**What you should do**
Your output is the line containing "In the photo above, where can the white star" plus all lines after it to the end of the records, reproduced exactly, with nothing else.

--

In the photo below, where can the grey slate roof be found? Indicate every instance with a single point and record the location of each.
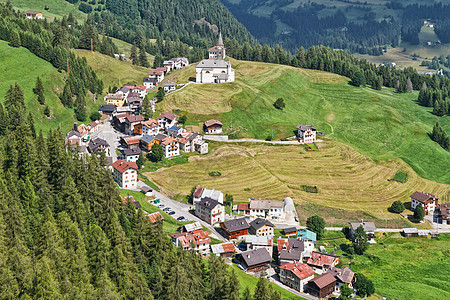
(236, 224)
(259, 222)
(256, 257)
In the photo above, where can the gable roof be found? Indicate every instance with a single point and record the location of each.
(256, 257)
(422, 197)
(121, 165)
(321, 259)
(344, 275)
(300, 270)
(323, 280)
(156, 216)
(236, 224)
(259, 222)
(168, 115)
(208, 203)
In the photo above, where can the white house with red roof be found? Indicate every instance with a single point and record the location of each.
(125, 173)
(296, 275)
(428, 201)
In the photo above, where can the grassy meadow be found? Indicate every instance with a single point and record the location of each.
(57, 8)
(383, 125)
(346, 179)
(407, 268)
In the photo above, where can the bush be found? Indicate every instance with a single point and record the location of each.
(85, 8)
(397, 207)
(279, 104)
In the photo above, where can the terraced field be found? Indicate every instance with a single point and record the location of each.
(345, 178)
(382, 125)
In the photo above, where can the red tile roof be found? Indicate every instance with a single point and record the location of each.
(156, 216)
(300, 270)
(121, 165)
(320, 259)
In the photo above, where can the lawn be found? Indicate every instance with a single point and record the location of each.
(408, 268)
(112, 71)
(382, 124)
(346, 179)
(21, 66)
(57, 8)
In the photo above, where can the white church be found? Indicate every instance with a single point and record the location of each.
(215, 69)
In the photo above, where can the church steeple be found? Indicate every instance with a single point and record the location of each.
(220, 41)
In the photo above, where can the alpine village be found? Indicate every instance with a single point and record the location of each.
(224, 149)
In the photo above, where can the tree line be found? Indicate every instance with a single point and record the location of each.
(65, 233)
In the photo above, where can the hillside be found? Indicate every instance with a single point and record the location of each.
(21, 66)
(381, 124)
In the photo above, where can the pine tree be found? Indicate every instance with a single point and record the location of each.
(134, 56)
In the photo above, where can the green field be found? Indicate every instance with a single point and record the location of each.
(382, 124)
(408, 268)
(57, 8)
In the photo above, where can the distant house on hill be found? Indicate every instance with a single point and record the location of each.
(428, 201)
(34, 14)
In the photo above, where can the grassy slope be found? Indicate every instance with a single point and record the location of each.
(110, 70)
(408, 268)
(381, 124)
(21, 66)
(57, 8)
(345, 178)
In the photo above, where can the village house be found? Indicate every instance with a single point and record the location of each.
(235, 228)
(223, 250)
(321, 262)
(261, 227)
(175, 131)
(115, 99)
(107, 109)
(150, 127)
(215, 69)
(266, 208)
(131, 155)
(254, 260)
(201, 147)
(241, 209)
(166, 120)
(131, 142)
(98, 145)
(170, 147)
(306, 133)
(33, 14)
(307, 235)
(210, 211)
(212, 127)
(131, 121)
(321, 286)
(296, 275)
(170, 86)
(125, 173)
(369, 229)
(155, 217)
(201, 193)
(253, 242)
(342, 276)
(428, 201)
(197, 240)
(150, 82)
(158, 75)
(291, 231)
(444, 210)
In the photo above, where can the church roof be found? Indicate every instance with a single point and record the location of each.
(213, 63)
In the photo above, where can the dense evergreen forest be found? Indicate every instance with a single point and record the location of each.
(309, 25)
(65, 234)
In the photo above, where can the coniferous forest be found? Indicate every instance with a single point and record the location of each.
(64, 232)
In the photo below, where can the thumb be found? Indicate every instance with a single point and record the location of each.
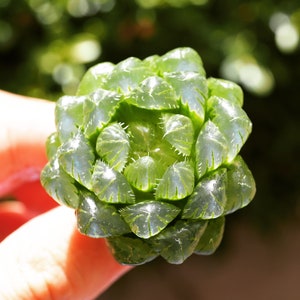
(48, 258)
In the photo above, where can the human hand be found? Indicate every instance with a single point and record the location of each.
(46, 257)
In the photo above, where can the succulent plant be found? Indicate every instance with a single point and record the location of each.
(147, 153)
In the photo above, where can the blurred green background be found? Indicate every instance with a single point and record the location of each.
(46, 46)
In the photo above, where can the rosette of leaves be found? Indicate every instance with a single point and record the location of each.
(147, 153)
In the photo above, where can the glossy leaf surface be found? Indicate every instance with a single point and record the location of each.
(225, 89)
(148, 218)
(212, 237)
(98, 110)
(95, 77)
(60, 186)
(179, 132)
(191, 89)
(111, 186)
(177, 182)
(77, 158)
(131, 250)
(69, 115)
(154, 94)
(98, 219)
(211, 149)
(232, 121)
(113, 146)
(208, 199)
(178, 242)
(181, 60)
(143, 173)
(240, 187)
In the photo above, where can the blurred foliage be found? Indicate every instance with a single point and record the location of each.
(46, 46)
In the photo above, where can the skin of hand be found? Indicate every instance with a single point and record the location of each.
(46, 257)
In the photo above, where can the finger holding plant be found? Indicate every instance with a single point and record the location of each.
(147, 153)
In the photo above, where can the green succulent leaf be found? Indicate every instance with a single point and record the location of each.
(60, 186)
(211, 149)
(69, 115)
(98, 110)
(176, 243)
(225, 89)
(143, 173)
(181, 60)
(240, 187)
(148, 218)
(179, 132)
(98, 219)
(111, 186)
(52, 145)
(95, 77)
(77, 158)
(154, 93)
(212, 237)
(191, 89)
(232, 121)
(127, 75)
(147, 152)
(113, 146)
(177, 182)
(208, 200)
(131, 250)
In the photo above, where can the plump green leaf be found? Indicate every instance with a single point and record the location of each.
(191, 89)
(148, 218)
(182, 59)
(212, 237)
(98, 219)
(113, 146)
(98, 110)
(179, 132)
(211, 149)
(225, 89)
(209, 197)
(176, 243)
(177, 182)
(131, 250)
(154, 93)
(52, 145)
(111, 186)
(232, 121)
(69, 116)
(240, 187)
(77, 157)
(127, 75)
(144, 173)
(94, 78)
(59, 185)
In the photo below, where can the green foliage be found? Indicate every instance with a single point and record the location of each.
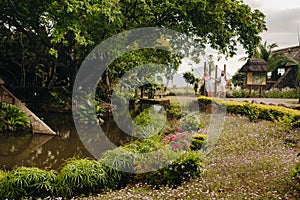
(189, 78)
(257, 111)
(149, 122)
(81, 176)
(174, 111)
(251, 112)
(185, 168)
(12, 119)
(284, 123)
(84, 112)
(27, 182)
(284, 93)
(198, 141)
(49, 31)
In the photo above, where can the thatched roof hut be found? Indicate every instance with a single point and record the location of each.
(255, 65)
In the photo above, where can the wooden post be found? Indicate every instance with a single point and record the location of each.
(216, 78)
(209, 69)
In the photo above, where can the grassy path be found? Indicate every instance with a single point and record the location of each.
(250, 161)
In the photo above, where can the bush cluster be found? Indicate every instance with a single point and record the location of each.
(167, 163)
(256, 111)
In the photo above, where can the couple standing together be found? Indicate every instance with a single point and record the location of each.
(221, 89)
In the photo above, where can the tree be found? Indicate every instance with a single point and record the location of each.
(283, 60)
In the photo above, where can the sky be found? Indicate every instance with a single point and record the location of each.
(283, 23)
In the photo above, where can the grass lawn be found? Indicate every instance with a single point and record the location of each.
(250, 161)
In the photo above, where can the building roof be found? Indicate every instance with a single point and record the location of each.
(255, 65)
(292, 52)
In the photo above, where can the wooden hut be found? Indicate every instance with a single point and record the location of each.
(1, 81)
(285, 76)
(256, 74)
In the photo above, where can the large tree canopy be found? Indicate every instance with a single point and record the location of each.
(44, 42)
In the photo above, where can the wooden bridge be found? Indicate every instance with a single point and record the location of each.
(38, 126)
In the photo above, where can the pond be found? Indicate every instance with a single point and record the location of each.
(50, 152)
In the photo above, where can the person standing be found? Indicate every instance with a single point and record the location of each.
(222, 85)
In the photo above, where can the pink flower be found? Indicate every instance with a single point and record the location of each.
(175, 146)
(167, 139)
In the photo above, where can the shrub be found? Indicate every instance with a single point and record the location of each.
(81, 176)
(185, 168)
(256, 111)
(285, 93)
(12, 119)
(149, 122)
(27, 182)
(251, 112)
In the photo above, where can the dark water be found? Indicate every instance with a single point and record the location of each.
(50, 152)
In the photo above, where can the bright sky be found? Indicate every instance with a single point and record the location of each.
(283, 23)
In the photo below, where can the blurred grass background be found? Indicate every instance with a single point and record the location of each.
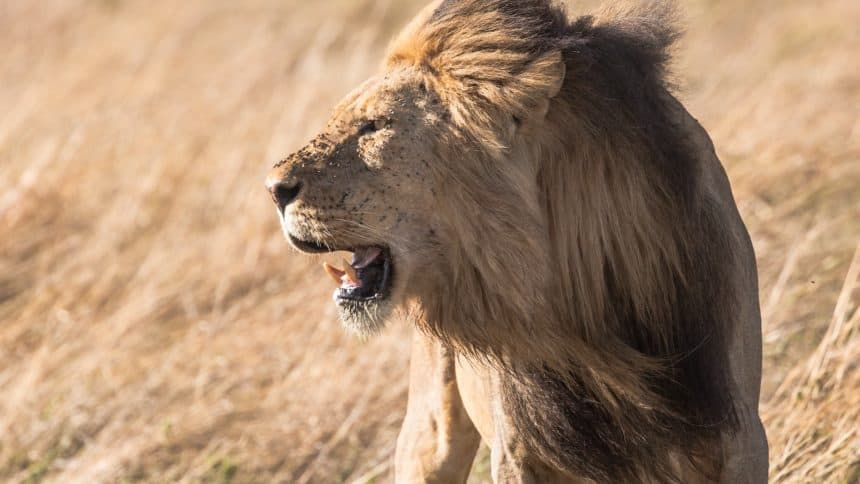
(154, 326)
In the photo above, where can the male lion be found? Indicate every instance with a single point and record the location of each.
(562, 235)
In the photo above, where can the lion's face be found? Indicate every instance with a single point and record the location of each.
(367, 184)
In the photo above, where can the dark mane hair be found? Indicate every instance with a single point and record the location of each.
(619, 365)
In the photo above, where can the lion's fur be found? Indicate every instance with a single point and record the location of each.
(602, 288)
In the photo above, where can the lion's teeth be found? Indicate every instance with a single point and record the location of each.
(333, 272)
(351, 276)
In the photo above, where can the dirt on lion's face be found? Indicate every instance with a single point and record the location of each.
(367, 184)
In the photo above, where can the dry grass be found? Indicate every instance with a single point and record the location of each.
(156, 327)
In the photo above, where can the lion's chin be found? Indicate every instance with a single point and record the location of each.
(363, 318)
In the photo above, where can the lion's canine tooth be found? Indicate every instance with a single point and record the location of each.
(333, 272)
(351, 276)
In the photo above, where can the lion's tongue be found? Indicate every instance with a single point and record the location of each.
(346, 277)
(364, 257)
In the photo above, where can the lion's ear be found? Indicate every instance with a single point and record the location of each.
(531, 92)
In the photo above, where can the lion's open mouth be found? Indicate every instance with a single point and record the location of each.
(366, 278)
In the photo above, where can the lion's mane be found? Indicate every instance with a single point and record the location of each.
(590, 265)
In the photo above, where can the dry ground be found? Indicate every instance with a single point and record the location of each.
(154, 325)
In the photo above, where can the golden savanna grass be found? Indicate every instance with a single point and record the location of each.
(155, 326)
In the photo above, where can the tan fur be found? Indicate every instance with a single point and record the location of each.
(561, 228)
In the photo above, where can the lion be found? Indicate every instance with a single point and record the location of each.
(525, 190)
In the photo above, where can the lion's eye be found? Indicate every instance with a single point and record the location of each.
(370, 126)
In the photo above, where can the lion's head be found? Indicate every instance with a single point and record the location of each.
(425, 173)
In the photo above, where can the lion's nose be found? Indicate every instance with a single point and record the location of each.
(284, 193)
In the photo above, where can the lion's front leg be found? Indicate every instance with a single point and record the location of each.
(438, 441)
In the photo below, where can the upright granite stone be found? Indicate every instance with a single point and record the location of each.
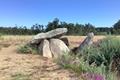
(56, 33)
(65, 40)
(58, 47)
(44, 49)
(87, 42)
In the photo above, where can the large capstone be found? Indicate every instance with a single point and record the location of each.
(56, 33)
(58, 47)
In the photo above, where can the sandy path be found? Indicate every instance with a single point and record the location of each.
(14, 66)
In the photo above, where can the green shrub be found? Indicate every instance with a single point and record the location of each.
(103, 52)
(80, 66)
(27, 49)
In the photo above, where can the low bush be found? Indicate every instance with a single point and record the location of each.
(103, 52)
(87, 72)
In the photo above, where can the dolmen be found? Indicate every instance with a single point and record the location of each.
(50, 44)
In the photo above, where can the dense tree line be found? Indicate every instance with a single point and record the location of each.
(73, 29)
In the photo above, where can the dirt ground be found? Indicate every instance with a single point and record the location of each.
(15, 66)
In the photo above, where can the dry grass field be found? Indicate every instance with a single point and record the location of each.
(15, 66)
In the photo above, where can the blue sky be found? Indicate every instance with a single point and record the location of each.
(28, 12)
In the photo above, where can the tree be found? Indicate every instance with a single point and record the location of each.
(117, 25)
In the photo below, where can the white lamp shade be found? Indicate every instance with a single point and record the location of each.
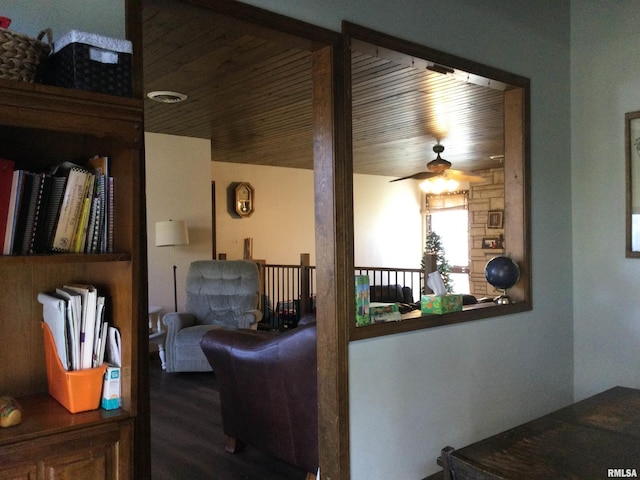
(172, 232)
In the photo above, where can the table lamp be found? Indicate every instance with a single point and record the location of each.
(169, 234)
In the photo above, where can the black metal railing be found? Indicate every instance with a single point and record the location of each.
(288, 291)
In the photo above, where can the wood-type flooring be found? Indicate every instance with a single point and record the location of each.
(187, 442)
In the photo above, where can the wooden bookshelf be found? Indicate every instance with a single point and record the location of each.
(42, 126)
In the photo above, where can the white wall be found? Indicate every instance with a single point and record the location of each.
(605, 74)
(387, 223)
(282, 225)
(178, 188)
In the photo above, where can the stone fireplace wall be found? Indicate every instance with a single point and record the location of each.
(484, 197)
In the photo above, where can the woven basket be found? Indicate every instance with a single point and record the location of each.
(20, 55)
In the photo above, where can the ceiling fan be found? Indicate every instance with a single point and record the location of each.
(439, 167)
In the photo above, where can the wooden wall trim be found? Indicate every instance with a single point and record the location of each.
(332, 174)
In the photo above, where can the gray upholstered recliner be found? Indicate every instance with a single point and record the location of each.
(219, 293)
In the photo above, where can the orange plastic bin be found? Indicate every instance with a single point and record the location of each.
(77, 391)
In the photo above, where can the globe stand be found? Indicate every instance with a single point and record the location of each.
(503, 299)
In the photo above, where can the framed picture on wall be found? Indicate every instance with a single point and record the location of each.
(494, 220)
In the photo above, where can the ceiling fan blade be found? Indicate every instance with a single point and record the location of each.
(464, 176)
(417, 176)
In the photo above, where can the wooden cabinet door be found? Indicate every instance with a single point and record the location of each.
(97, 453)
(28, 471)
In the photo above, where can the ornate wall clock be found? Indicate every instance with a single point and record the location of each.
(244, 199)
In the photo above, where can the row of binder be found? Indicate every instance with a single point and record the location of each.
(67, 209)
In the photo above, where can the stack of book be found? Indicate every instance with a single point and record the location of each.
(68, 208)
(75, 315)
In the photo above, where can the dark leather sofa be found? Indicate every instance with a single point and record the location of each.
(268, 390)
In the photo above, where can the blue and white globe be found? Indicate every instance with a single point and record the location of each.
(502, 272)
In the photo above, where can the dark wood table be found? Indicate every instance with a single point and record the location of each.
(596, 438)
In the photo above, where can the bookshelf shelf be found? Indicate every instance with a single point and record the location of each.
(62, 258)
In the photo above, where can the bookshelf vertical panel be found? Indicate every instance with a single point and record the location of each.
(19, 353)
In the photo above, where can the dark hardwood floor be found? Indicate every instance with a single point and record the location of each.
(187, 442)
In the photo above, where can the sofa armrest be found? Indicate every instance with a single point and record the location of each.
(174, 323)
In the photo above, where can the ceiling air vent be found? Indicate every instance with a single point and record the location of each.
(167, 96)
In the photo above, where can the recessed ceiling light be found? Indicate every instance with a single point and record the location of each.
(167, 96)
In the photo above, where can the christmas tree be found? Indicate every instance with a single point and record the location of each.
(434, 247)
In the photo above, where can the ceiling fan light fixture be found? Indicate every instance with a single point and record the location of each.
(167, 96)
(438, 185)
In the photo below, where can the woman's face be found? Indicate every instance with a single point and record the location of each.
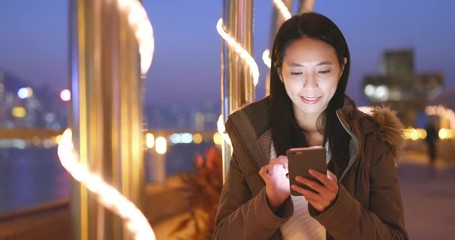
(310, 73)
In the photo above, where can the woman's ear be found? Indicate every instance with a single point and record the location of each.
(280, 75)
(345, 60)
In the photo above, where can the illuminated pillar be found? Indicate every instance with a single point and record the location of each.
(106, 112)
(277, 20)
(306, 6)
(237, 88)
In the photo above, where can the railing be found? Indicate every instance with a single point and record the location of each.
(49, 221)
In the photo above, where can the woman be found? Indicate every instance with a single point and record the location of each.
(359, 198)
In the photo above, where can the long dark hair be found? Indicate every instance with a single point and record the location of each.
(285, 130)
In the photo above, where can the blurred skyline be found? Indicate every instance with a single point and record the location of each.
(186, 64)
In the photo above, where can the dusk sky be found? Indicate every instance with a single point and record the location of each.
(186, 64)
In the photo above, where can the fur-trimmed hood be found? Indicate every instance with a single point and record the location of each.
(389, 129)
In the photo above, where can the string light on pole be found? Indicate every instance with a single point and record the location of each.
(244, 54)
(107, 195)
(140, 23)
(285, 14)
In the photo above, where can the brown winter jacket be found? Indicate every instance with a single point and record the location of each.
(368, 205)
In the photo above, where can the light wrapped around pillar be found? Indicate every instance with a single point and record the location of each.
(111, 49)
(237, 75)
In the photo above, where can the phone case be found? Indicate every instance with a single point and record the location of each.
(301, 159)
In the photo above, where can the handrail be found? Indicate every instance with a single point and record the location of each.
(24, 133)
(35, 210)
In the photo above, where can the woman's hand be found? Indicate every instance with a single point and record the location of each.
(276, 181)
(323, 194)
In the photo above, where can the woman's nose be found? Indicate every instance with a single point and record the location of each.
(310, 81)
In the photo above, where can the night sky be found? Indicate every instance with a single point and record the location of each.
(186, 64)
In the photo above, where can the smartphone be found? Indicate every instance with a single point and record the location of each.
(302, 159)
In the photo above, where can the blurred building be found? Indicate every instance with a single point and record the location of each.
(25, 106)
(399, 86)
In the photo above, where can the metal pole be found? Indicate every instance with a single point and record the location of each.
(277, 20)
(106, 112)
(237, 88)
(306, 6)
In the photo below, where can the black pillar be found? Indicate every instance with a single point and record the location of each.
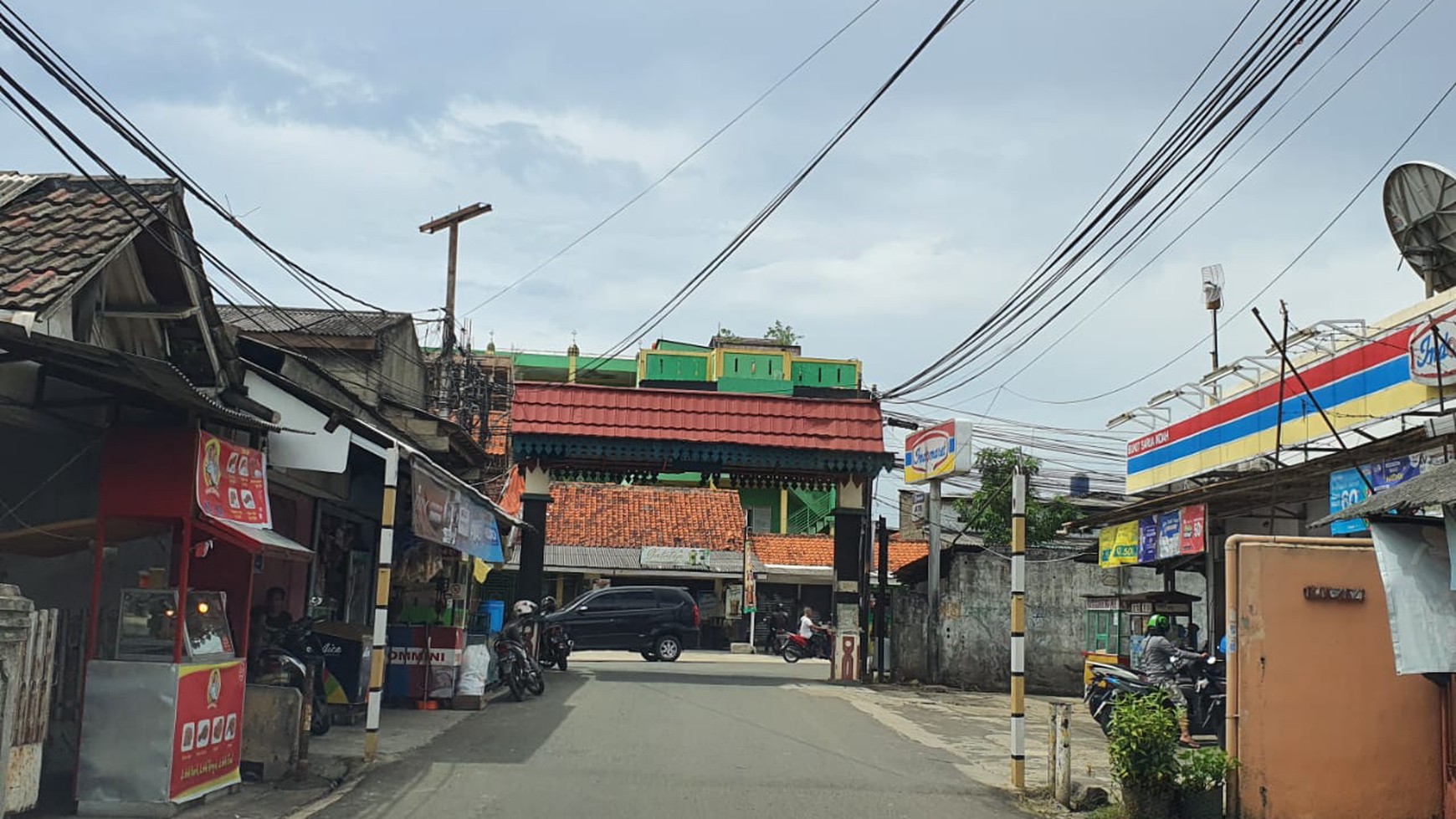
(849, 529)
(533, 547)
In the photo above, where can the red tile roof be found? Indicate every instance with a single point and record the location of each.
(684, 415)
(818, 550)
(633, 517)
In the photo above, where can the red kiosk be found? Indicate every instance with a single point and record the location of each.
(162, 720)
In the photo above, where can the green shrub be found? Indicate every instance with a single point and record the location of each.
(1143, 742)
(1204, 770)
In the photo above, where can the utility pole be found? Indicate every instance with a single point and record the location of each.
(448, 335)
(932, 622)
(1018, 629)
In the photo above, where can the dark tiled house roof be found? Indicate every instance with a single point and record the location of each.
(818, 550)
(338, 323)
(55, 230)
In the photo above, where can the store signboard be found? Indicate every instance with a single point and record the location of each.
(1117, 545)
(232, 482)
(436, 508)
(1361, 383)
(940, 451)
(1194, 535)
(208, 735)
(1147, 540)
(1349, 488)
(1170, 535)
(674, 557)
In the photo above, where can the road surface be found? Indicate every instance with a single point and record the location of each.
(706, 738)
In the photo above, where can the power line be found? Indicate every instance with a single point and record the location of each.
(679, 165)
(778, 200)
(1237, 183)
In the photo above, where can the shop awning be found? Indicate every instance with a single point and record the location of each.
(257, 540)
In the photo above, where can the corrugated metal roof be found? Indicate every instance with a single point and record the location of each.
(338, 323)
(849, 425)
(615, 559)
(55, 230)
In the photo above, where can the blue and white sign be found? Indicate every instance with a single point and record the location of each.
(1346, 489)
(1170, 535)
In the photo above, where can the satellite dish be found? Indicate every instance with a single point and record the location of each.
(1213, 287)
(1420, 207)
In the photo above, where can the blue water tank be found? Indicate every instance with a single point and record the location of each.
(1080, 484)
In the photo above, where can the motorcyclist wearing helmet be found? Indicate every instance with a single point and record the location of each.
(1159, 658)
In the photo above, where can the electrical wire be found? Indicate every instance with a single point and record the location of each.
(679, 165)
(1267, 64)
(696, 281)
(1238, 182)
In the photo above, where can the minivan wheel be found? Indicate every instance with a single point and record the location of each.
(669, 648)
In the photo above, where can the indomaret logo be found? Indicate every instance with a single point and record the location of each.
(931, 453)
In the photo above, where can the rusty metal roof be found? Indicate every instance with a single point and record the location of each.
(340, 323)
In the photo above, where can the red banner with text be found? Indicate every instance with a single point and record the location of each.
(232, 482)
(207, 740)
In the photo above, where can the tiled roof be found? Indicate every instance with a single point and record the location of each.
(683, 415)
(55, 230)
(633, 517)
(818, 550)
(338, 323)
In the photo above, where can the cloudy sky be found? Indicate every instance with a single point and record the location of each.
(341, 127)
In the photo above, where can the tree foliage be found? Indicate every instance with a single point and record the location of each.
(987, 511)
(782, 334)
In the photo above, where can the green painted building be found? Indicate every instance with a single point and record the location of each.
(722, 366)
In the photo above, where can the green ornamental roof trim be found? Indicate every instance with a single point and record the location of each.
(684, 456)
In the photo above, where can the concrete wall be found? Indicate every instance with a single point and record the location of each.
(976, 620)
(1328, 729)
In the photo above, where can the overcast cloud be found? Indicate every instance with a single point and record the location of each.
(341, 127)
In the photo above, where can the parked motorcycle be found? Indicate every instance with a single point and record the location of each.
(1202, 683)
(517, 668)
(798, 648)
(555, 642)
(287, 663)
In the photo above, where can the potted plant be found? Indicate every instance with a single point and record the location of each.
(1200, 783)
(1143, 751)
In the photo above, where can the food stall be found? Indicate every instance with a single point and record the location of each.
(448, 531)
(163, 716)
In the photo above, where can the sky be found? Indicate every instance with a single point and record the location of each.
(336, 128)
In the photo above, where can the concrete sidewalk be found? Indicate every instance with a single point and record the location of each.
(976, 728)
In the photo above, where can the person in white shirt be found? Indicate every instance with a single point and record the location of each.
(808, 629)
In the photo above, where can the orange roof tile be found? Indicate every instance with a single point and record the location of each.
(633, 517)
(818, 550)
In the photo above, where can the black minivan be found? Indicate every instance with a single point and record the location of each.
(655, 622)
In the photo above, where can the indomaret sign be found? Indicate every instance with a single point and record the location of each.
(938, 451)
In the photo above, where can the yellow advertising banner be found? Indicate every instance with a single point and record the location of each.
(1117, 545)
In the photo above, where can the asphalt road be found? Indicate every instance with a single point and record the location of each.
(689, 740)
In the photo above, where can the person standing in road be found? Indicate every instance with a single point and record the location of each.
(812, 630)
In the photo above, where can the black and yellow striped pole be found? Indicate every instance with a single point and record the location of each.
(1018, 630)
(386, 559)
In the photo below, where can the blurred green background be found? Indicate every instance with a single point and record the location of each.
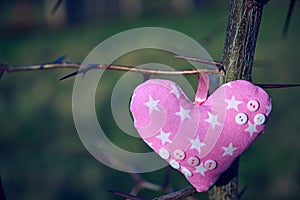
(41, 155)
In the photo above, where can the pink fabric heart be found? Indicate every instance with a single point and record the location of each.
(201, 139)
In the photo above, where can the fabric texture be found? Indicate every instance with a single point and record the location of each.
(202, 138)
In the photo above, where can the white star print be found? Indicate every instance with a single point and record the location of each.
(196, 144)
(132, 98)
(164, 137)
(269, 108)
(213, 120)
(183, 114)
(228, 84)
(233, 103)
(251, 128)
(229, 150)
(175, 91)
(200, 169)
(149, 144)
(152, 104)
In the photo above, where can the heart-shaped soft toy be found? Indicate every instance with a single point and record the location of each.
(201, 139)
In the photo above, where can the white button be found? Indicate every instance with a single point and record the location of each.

--

**In response**
In the photo above, where can the white star print be found? Indicate every instance with a single point and record the location of each.
(196, 144)
(132, 98)
(164, 137)
(269, 108)
(213, 120)
(183, 114)
(228, 84)
(233, 103)
(251, 128)
(229, 150)
(175, 91)
(200, 169)
(149, 144)
(152, 104)
In the photo above, where can the heart-shaped soft toy be found? Indicate every instance with a single point and record the location of each.
(201, 139)
In the photo above, where can the white button be found? Indicate every instance with a single point and record the location of each.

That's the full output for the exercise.